§ **Problems and tasks**:
1. Extract the part of the article on China's distant-water fishing fleet that runs from "One fish species, sardinella, is" to "populations, CSIS reported.".
2. Rewrite the records from the line with "floral pattern on" to the line with "103,144,430,467", both lines included, with "shirt" replaced by "blouse" and nothing else changed. Give only those lines.

§ **Supplied passage**:
Africa Defense Forum
ADF is a professional military magazine published quarterly by U.S. Africa Command to provide an international forum for African security professionals. ADF covers topics such as counter terrorism strategies, security and defense operations, transnational crime, and all other issues affecting peace, stability, and good governance on the African continent.

An Invasive Armada

The Reach of China’s Distant-Water Fishing Fleet Challenges Africa at Sea and on Land

ADF STAFF

The city of Nouadhibou, Mauritania, dangles from the mainland on a tiny peninsula. The city, the second largest in the nation, has nearly 120,000 residents and is a commercial center.

Its harbor is the terminus of the Mauritania Railway line, which hugs the border with Western Sahara for more than half of its transnational length. But the railroad is not the only major infrastructure development in the city. Now Nouadhibou is home to a sprawling port, financed and modernized by a Chinese company, and just one in a series of Belt and Road Initiative (BRI) projects emerging in Africa and elsewhere worldwide.

The project is a clear example of the link between China’s BRI and its distant-water fishing fleet (DWF) and how that link embeds Chinese maritime influence far from home, according to a video by the Center for Strategic and International Studies (CSIS). The port work, financed by China’s Poly Hong Dong Fishery Co. with more than $100 million in investment, hosts large industrial vessels that can scoop up significantly more fish than can the area’s small artisanal fishing canoes.

The port in Nouadhibou, Mauritania, includes fishmeal production plants and $100 million in Chinese investments. Reuters

One fish species, sardinella, is prevalent in the region and common in local diets. The increased capacity of Chinese vessels to extract those migratory fish from its base in Mauritania will spell trouble for other African nations — Senegal, The Gambia, Ghana and Liberia — that also depend on it for artisanal fishing employment and to feed large swaths of their populations, CSIS reported.

“If we don’t do anything about this problem, we’re really dealing with a challenge on two levels,” Dr. Whitley Saumweber, director of the center’s Stephenson Ocean Security Project, said in the video. “We’re dealing with the challenge of developing coastal states, a challenge that affects their sovereignty, sustainability and security. Sovereignty because they’re losing access to their own natural wealth and control over that natural wealth. Sustainability because they’re losing the ability to manage those resources in a sustainable way. And security because of the potential damage that that lack of management will have for a resource that’s critical to their own food security needs and potential development opportunities.”

§ **Given entries**:
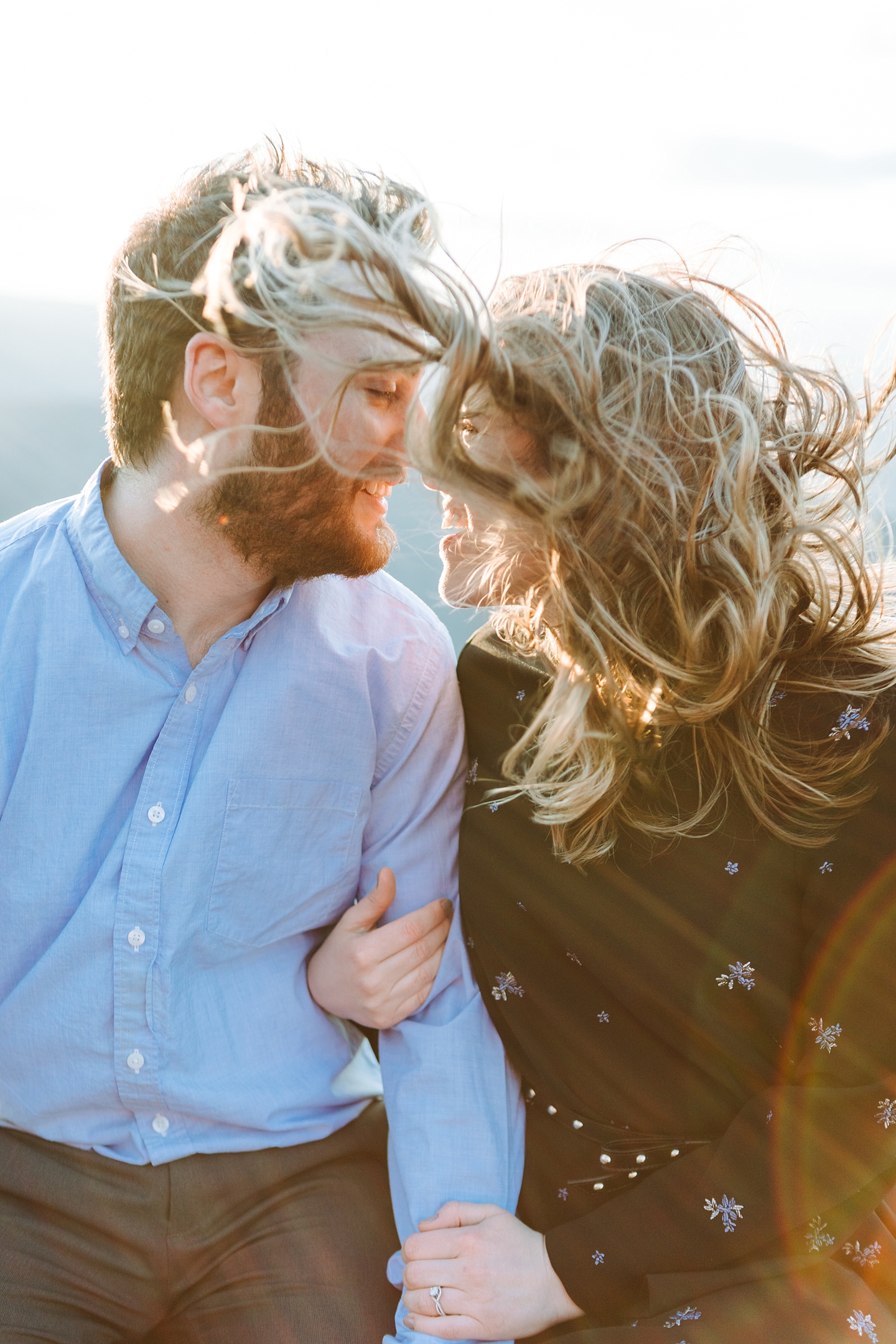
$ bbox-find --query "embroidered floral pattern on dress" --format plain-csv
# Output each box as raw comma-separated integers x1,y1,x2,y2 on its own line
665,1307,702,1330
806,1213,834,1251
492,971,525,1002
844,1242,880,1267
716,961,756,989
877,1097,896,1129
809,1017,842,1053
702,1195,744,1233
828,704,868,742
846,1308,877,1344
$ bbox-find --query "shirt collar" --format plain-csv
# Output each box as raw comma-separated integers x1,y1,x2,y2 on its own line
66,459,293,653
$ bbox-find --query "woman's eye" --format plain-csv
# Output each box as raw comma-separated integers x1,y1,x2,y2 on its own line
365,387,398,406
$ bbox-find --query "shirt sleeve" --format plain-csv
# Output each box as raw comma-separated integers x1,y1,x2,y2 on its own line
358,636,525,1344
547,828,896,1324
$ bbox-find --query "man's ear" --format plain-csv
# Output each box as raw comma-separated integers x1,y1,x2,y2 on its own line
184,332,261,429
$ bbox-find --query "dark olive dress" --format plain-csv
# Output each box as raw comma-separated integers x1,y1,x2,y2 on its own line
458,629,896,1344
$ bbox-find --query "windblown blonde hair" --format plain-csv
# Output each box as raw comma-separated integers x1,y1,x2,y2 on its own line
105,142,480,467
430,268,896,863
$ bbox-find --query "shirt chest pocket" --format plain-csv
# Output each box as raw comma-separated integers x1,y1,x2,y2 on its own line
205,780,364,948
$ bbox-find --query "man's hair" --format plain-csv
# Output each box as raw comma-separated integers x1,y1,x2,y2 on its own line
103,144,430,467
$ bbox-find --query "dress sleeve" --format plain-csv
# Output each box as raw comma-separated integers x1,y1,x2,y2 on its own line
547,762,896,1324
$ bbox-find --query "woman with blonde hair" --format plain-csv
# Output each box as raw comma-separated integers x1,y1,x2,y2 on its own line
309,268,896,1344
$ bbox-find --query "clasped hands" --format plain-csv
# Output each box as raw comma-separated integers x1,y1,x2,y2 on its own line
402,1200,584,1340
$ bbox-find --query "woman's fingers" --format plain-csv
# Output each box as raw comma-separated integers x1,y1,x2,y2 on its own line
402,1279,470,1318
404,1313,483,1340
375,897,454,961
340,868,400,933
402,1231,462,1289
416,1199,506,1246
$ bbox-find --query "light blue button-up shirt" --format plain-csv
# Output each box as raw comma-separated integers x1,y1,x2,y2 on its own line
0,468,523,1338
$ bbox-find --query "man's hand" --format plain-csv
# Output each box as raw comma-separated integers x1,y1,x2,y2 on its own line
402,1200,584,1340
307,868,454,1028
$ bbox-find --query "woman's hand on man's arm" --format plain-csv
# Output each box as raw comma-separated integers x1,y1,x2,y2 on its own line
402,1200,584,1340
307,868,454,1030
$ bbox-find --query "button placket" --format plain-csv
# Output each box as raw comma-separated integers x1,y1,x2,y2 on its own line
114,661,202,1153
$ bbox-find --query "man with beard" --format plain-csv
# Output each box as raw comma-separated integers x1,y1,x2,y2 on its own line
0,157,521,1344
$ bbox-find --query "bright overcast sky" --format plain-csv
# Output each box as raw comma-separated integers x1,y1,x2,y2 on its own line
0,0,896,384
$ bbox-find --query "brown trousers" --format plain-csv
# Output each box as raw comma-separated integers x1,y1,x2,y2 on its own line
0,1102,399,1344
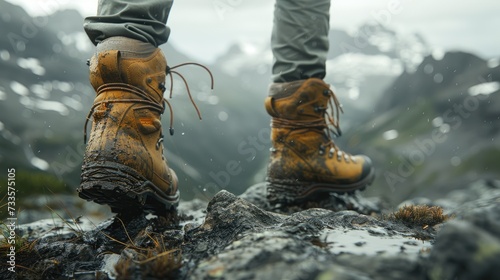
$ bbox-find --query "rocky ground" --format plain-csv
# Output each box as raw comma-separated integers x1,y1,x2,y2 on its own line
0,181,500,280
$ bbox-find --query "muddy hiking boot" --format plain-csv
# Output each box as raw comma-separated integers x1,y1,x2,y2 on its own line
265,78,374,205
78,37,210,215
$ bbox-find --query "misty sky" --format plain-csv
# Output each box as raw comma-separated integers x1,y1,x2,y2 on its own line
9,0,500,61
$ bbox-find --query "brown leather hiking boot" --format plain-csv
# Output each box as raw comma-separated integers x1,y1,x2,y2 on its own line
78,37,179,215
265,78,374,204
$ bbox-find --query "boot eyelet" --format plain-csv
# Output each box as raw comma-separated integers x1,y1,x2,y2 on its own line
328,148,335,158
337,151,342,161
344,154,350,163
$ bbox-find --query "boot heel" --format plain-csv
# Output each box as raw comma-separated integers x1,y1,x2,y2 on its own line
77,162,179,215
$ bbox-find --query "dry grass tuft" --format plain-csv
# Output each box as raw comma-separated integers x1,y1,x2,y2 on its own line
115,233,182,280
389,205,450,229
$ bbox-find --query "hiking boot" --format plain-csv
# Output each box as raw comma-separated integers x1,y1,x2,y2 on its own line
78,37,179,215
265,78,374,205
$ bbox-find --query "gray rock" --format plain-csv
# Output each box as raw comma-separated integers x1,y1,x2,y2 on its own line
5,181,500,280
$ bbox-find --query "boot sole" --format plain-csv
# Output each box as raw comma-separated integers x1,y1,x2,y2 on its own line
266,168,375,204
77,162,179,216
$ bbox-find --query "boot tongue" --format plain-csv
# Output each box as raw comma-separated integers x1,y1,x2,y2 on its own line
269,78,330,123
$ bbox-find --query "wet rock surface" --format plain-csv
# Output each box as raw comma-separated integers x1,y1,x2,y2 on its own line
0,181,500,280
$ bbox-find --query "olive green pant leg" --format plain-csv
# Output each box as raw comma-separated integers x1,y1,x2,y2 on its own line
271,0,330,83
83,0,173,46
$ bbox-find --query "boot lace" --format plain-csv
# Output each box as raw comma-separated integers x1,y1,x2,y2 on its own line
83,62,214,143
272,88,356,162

* * *

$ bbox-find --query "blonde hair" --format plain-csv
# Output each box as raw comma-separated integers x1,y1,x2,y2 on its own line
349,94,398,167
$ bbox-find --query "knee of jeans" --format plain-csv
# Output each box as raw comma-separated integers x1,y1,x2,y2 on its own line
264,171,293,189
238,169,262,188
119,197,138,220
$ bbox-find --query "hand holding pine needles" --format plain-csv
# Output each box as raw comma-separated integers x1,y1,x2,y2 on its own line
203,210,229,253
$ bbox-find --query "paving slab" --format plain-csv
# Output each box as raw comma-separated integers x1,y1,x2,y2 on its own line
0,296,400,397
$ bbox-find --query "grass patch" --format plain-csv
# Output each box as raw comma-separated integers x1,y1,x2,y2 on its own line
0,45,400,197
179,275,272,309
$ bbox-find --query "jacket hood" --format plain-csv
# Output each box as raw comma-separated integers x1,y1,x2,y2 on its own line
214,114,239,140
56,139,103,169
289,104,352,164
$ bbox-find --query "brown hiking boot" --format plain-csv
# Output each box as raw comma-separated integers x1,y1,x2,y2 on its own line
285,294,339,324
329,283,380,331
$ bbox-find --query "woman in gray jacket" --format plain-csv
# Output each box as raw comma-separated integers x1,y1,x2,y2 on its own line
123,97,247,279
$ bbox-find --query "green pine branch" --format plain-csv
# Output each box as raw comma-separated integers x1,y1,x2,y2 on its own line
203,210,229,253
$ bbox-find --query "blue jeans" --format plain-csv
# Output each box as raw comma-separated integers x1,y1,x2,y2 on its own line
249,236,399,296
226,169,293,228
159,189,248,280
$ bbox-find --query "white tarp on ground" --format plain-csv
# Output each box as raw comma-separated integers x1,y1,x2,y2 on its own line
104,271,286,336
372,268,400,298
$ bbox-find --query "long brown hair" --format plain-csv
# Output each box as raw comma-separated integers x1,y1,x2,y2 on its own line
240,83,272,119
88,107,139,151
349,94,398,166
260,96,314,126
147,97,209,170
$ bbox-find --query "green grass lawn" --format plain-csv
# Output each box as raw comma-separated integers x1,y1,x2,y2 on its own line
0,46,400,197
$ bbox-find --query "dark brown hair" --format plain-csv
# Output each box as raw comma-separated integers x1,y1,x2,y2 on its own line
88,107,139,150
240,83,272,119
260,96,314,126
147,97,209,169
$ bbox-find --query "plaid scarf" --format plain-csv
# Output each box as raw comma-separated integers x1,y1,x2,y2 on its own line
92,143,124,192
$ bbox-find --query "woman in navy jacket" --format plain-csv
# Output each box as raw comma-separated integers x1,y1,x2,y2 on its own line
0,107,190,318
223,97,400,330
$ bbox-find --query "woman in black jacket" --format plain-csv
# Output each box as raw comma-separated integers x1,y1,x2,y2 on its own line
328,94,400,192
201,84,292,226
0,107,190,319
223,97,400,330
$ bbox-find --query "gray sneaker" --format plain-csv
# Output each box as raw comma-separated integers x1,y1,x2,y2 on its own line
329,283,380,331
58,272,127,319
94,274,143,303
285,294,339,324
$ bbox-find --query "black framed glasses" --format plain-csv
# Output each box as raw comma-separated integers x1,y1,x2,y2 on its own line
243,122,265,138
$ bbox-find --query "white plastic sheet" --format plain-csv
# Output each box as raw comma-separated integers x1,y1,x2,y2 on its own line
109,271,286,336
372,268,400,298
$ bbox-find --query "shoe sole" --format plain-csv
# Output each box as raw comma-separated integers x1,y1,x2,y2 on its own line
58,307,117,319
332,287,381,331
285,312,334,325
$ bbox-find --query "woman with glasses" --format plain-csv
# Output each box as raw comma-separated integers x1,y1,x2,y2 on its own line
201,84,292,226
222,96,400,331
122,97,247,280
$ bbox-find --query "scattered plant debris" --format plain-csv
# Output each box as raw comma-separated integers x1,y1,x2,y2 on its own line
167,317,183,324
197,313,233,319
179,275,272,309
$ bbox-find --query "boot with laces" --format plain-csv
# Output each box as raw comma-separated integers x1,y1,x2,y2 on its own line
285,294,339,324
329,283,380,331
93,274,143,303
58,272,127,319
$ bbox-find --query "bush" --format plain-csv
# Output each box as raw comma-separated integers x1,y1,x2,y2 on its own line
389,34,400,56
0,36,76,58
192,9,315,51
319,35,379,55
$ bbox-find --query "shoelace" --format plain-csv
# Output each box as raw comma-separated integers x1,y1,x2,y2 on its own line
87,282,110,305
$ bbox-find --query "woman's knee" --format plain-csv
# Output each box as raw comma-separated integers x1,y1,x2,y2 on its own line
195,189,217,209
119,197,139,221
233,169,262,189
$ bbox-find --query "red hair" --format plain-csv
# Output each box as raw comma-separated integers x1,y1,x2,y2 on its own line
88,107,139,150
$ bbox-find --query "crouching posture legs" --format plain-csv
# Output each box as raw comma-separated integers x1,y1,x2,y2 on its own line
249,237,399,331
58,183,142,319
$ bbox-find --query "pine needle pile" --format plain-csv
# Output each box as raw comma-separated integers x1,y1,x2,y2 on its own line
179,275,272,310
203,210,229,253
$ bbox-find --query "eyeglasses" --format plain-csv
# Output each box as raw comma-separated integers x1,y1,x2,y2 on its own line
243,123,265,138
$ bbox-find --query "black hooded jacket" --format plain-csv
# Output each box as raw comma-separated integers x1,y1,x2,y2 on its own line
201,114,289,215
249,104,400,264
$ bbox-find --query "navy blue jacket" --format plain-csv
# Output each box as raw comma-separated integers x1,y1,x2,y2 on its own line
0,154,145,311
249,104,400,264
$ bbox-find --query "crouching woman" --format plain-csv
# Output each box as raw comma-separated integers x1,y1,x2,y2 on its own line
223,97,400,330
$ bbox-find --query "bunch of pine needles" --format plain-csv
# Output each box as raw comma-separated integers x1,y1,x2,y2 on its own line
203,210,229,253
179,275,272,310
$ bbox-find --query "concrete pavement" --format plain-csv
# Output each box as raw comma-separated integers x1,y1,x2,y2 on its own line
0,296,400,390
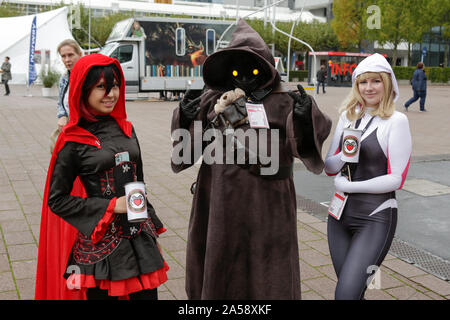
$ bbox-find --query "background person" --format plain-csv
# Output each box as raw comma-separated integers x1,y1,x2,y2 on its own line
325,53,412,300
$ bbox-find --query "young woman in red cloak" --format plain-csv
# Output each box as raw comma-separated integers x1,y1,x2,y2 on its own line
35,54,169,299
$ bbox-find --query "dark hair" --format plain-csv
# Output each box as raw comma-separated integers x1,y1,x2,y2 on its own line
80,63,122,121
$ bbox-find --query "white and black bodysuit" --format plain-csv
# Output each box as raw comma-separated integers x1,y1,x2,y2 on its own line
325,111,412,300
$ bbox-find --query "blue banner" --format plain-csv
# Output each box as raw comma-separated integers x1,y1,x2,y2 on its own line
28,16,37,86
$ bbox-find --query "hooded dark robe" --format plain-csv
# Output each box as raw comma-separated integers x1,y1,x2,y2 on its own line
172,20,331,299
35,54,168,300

§ **Solutions per task**:
1.
One fish species, sardinella, is prevalent in the region and common in local diets. The increased capacity of Chinese vessels to extract those migratory fish from its base in Mauritania will spell trouble for other African nations — Senegal, The Gambia, Ghana and Liberia — that also depend on it for artisanal fishing employment and to feed large swaths of their populations, CSIS reported.

2.
$ bbox-find --query "embroidered floral pattern on dress" --format plain-csv
# Output each box as raw comma-separated integers x1,y1,x2,y2 on its own line
665,1307,702,1330
806,1213,834,1251
492,971,525,1002
844,1242,880,1267
716,961,756,989
877,1097,896,1129
809,1017,842,1053
702,1195,744,1233
828,704,868,742
846,1308,877,1344
$ bbox-find --query "blouse collar" --format plain-csv
# Output each box as raw comma-separated integers x1,y1,x2,y2 on its own line
66,459,293,653
$ bbox-find --query "woman's eye" --format plain-csv
# Output each box as raw comma-separated integers x1,y1,x2,y2 on its own line
365,387,398,406
$ bbox-find --query "blouse sleeve" --format plain-csv
# Output each box as raw comma-separated integers x1,y1,x2,y2 on its own line
358,636,525,1344
547,828,896,1324
$ bbox-find --query "man's ear" --format plain-csv
# Output each box as raw comma-separated integers x1,y1,x2,y2 on its own line
184,332,261,429
$ bbox-find --query "dark olive dress" --format plain-csv
# Output each box as raw comma-separated integers x1,y1,x2,y2 on its own line
458,629,896,1344
$ bbox-find --query "windblown blonde hair" --format plain-csv
# Output each box as raw comma-separated integers x1,y1,x2,y2 on its own line
105,142,480,467
430,268,896,863
$ bbox-find --query "blouse chest pocket" --format plain-csv
# Output each box as raw comma-separated integers x1,y1,x2,y2 on its own line
205,780,364,948
$ bbox-find --query "man's hair" --format plain-csv
# Output each box as raw comma-separated integers x1,y1,x2,y2 on its own line
103,144,430,467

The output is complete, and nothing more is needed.